→ **Brief**: Find the line containing "Mark every instance of the man's neck", then output it and every line after it through the end of the listing below, exactly as written.

[Records from a data source]
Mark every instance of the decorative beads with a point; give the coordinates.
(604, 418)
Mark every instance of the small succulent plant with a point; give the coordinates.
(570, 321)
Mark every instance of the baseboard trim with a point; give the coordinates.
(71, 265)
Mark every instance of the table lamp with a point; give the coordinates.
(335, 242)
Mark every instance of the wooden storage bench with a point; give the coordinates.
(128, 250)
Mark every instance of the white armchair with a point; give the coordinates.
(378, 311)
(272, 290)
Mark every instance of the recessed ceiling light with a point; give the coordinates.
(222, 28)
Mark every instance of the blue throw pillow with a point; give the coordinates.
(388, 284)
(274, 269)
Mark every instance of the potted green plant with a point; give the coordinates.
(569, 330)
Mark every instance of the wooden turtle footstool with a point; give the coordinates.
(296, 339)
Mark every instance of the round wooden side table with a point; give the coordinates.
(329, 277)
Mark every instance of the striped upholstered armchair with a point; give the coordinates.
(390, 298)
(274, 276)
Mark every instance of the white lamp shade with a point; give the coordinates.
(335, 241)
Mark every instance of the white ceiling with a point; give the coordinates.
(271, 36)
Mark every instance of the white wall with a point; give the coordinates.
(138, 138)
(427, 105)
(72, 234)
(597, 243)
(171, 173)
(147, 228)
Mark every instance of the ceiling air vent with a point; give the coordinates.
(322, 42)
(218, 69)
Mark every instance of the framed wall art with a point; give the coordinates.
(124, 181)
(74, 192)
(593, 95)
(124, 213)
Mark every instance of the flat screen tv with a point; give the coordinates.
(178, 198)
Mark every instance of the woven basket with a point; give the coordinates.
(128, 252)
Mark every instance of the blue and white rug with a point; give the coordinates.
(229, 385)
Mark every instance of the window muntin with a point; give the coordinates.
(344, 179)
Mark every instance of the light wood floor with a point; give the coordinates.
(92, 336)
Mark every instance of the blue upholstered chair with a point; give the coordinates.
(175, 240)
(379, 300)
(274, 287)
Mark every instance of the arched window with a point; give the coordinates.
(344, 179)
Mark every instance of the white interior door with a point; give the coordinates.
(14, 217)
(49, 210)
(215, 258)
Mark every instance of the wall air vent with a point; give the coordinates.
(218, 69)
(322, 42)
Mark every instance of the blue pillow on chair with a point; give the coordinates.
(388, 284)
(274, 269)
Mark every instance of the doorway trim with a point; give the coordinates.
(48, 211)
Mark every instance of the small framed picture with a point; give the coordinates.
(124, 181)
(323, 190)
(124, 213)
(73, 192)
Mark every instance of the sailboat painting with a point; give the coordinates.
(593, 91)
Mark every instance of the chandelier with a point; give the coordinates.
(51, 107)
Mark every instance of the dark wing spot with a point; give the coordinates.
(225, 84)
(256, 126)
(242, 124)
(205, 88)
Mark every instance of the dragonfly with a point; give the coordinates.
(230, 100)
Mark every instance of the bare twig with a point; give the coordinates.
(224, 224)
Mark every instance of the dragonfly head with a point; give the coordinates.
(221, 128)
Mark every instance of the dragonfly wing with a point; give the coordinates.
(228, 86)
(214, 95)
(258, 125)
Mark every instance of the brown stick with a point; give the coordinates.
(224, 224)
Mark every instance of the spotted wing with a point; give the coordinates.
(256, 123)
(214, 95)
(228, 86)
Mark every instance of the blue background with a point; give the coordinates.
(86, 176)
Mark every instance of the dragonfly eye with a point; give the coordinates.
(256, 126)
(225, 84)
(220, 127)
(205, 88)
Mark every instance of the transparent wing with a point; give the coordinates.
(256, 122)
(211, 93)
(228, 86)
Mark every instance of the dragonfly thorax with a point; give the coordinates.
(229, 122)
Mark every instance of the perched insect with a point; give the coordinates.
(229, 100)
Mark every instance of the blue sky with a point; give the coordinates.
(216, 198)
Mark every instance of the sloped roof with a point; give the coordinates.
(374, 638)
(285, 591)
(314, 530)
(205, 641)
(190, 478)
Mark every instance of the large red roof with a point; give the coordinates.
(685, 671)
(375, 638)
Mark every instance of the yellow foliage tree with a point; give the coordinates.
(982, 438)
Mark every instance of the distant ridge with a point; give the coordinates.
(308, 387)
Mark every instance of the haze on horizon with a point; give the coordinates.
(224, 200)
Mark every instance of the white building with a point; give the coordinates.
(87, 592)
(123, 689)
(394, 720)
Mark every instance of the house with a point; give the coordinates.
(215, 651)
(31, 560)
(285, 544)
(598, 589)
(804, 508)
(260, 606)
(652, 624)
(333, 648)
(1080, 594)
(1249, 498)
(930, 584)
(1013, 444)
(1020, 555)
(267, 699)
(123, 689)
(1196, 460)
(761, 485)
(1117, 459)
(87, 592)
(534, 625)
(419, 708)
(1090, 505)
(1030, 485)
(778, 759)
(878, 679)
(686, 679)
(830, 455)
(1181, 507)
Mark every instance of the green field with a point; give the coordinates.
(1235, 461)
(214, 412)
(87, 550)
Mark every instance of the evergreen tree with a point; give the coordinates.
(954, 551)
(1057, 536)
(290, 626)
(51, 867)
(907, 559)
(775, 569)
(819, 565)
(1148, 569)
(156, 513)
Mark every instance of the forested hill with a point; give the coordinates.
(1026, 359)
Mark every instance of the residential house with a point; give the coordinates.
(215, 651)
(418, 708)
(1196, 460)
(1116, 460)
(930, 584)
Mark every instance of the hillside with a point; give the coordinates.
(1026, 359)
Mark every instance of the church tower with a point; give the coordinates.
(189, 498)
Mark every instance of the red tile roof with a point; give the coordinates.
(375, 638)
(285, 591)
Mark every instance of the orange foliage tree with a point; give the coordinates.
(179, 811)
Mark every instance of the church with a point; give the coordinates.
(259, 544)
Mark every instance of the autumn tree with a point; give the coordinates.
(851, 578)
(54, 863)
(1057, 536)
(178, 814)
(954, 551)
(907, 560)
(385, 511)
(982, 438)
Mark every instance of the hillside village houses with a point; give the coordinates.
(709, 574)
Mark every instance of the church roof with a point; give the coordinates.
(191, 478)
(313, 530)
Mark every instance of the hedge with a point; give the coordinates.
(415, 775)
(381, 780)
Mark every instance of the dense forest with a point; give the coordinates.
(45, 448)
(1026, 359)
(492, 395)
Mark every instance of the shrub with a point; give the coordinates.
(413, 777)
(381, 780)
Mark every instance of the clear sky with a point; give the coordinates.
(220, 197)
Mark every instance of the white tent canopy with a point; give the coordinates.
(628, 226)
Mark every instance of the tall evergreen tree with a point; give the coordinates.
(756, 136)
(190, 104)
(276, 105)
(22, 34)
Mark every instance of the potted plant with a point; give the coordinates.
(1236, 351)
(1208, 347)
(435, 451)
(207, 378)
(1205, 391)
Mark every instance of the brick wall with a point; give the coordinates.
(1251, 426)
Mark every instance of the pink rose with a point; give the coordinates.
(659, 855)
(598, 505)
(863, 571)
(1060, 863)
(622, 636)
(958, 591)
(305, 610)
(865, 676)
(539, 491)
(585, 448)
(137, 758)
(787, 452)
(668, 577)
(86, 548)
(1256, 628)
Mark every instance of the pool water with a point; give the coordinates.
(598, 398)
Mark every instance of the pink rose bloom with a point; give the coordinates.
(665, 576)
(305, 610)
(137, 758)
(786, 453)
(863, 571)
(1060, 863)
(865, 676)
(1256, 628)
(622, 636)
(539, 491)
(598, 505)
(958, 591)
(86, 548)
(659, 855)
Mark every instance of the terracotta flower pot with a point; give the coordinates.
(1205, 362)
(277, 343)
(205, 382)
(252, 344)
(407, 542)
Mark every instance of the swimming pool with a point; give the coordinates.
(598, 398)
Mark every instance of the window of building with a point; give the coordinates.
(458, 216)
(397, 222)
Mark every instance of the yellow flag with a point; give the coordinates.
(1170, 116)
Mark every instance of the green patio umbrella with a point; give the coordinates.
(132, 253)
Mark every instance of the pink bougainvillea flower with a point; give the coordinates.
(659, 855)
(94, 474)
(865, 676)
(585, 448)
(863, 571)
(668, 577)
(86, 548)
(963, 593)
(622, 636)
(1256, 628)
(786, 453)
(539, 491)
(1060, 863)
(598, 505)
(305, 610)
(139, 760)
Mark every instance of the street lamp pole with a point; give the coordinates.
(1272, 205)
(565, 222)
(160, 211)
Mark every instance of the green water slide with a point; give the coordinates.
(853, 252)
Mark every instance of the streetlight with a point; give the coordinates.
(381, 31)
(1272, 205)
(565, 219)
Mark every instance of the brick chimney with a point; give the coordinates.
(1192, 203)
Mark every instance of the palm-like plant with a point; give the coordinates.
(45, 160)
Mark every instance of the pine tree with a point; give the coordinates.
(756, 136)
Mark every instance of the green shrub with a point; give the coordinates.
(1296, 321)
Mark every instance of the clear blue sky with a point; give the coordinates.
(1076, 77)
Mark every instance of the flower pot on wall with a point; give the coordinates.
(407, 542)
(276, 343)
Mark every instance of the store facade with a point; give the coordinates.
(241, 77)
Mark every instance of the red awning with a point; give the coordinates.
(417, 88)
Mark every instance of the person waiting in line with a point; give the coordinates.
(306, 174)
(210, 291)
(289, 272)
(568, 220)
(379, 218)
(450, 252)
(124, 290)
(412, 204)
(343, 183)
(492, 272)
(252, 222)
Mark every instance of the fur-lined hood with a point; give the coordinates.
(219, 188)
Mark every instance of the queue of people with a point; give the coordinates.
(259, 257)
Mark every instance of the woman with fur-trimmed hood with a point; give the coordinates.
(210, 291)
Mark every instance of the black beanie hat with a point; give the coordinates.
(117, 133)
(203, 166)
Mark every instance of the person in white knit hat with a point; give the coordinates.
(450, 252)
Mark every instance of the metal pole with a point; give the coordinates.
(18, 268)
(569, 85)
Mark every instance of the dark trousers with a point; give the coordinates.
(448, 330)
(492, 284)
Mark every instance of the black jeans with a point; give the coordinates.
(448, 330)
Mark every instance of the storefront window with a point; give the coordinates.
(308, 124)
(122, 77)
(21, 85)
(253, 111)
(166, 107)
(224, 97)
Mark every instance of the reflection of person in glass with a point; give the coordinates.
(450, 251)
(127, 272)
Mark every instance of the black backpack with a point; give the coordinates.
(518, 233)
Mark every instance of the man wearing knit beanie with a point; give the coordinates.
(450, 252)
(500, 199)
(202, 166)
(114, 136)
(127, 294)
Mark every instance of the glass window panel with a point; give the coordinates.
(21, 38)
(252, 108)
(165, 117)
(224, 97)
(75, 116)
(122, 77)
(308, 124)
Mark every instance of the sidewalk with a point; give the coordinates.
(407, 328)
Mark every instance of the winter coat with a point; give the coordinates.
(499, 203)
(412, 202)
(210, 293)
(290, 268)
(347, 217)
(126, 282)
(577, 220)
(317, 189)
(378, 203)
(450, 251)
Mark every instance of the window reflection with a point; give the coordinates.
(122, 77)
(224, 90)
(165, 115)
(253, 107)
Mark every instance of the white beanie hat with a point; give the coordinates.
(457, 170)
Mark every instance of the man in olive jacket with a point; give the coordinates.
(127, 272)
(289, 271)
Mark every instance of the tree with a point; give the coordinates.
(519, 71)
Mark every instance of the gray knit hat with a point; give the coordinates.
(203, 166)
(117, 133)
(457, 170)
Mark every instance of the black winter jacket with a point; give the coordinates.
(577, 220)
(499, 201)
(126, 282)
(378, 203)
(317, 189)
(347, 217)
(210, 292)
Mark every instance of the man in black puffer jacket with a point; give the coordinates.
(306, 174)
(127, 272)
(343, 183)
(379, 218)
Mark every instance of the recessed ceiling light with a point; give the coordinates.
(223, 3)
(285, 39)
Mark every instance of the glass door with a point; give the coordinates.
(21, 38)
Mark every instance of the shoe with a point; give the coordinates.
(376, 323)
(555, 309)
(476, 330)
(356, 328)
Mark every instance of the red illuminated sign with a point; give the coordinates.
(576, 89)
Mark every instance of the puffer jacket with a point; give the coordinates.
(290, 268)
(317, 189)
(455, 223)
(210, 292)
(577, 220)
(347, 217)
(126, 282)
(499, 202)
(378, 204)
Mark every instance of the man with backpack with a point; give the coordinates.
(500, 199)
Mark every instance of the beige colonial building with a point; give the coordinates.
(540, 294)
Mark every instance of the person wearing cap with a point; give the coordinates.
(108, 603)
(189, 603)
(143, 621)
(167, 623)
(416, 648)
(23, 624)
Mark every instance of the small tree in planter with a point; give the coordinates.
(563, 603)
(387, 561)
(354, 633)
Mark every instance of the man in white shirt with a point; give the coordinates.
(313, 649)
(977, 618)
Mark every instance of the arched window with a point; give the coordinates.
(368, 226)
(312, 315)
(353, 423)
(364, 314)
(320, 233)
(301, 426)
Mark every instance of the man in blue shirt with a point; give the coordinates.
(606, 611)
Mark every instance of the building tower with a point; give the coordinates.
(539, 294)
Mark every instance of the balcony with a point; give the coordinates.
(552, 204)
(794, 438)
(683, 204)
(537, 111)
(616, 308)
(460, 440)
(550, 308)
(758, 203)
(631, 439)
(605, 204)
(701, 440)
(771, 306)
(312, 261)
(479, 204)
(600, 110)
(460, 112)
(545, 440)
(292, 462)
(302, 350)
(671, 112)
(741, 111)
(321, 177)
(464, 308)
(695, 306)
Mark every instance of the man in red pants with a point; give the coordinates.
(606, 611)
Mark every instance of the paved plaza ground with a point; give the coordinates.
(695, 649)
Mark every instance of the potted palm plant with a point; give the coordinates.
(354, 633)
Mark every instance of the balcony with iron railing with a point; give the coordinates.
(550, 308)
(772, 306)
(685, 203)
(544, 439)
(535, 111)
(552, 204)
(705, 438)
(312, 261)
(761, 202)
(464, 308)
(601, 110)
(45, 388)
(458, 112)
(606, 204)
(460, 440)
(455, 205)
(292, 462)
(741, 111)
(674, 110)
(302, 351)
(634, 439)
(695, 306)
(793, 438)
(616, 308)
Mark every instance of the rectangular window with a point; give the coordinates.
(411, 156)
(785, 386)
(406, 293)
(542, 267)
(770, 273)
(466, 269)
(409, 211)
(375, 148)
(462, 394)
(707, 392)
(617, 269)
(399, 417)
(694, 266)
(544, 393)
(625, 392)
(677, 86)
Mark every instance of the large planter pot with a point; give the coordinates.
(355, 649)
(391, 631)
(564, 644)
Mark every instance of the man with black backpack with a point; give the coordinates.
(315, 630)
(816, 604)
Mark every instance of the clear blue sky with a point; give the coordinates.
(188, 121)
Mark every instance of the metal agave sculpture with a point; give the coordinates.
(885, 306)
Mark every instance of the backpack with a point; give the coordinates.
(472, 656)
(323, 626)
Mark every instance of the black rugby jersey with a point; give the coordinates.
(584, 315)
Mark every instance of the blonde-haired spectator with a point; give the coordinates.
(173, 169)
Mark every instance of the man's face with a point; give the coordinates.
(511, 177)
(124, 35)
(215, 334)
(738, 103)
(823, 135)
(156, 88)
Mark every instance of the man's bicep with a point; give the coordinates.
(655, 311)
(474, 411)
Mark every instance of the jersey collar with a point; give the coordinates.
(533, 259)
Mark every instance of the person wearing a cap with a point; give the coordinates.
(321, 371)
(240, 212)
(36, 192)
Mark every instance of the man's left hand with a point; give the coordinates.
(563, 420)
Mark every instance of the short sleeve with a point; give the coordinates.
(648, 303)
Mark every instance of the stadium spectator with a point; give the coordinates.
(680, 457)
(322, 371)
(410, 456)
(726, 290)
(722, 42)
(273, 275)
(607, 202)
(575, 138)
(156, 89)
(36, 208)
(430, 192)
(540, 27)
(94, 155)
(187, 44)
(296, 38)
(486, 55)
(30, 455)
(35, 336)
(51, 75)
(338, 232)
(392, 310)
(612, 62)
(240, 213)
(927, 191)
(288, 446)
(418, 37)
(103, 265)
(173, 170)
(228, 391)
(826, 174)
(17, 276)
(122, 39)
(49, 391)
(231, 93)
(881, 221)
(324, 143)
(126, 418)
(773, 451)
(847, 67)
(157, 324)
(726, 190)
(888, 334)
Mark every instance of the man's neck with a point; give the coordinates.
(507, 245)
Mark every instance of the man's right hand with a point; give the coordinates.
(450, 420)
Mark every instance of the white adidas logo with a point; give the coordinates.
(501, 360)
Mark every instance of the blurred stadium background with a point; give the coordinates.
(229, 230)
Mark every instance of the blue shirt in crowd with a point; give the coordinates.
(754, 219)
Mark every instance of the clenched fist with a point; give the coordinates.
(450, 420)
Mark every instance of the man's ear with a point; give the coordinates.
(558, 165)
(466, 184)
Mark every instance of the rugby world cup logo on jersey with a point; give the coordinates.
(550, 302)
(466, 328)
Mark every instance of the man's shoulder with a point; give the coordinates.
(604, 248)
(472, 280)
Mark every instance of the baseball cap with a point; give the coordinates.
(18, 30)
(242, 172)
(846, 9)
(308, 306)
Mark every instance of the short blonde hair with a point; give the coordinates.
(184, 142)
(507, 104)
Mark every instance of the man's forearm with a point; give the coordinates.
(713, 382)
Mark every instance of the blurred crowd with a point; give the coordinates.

→ **Written response**:
Mark every instance of the man's neck with a point; give the coordinates.
(507, 245)
Mark every instance of the man's right hand with a point; give the coordinates.
(450, 420)
Mark every instance of the white adidas logo with a point; give the coordinates.
(501, 360)
Mark every instance of the blurred stadium background with a point; give the coordinates.
(229, 230)
Mark every instance of the blue shirt in crowd with a point; give the coordinates.
(754, 219)
Mark every instance of the clenched fist with a point; give the coordinates.
(450, 420)
Mark every instance of the man's ear with a point; give the coordinates.
(558, 165)
(466, 184)
Mark every instance of the rugby world cup logo on jersey with a point; give the coordinates.
(550, 302)
(466, 328)
Mark every instance of the man's shoulder with a point; give the coordinates.
(604, 248)
(472, 280)
Mark every instance of the baseball cap with a point; give the coordinates.
(18, 30)
(242, 172)
(846, 9)
(308, 306)
Mark every instance of the short blonde hair with a point; give the coordinates.
(184, 142)
(507, 104)
Mark every instance of the man's forearm with a point; give the coordinates.
(713, 382)
Mark every instance of the blurred crowd with a point; give the coordinates.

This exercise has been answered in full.